◆ 任务说明
将下列全部数据逐字逐行照抄一遍，图片一律略去。

(数据项)
-*-
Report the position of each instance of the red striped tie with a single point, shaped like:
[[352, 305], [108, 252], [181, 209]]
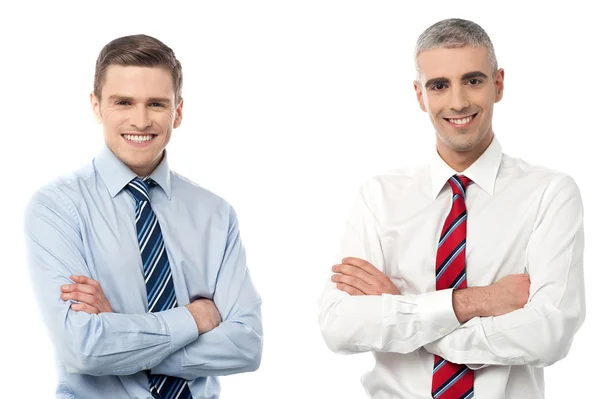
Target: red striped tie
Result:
[[452, 381]]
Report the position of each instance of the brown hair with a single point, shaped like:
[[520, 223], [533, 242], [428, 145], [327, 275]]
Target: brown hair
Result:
[[138, 50]]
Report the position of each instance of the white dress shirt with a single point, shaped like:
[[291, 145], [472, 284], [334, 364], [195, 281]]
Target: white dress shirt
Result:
[[521, 219]]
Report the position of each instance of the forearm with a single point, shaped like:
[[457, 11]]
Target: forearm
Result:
[[388, 323], [235, 346], [120, 344], [537, 335], [469, 303]]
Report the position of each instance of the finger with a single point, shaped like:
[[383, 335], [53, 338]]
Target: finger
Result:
[[349, 289], [85, 288], [357, 272], [354, 282], [362, 264], [83, 307], [85, 280], [81, 297]]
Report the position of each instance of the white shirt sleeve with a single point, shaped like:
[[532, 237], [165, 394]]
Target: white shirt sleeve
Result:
[[541, 333], [388, 323]]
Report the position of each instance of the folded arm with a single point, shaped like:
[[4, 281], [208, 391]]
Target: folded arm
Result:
[[542, 332], [384, 323], [235, 345], [95, 344]]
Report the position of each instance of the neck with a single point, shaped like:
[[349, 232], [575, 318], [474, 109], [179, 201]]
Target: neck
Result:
[[461, 160], [146, 170]]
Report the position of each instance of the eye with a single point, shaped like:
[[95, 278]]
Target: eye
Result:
[[474, 82], [438, 87]]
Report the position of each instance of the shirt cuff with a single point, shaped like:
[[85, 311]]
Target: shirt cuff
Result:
[[437, 312], [181, 326]]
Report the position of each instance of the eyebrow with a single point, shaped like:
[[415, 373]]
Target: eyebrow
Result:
-*-
◆ 完整输出
Report the position of each instance of the red striped tie with a single point, shaped like:
[[352, 305], [108, 252], [181, 209]]
Target: red striped tie
Result:
[[452, 381]]
Report the position of each instance of the brown hair with a single point, shaped like:
[[520, 223], [533, 242], [428, 145], [327, 275]]
Target: brown hair
Result:
[[138, 50]]
Report the position of each instance of the white dress shirt with a single point, shaped like:
[[291, 145], [472, 284], [334, 364], [195, 281]]
Target: white dress shirt
Result:
[[521, 219]]
Report the position of each instance of the forearm with a single point, shaped like:
[[457, 11]]
Target: forearm
Result:
[[388, 323], [235, 346], [120, 344], [537, 335], [469, 303]]
Report the position of each instance of the finger with a single point, shaped like:
[[383, 335], [53, 338]]
Target: finger
Result:
[[349, 289], [85, 288], [357, 272], [354, 282], [362, 264], [83, 307], [85, 280], [81, 297]]
Report the position of each instance of the white shirt sleeve with a single point, shaped like:
[[532, 237], [165, 394]]
Target: white shirt sleeve
Result:
[[541, 333], [388, 323]]
Report the position of each instance of the folded arm with a single point, shaped like:
[[4, 281], [208, 391]]
Target: folded arm
Result:
[[542, 332], [384, 323], [235, 345], [95, 344]]
Report the position of each instance of the neck with a single point, shaped like:
[[349, 232], [575, 318], [474, 109], [179, 201]]
Target: neck
Result:
[[461, 160], [146, 170]]
Report the position of each instance of the eye with a single point, shaped like:
[[95, 278]]
Target: eye
Result:
[[474, 82], [438, 87]]
Report the position of each instance of the shirt cuff with a single point, shaped like:
[[85, 311]]
Target: shirt cuff
Result:
[[437, 312], [181, 326]]
Report the position of each instance of the eyebrow with a single point, shaped like:
[[415, 373]]
Target: eyebrow
Result:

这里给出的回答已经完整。